▸ **Region annotation entries**
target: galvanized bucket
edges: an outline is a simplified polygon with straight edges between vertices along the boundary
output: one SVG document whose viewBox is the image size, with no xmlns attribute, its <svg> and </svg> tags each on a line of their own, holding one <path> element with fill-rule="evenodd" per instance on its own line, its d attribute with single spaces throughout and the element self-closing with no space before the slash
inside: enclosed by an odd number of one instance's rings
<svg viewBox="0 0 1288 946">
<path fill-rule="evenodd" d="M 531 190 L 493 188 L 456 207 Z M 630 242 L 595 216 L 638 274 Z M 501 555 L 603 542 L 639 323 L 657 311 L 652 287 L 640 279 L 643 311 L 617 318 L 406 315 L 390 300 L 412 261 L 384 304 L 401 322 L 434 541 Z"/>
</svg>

▸ **Work to complete**
Convert the listing above into a JSON array of strings, with each non-blank line as one string.

▸ **Response to the exercise**
[
  "target: galvanized bucket",
  "edges: an outline is a simplified polygon with straight edges between vertices along the boundary",
  "output: one SVG document whose viewBox is the image size, with no xmlns attribute, its <svg> and </svg> tags each on a line of their own, holding one <path> element with fill-rule=\"evenodd\" per instance on its own line, its d attribute with single spaces throughout and the element self-closing with no space before the slash",
  "inside: enclosed by an odd number of one instance's rings",
  "<svg viewBox=\"0 0 1288 946\">",
  "<path fill-rule=\"evenodd\" d=\"M 531 190 L 493 188 L 456 207 Z M 630 242 L 595 216 L 638 274 Z M 501 555 L 603 542 L 639 323 L 657 311 L 652 287 L 640 279 L 643 311 L 617 318 L 406 315 L 390 300 L 412 261 L 384 304 L 401 322 L 434 541 Z\"/>",
  "</svg>"
]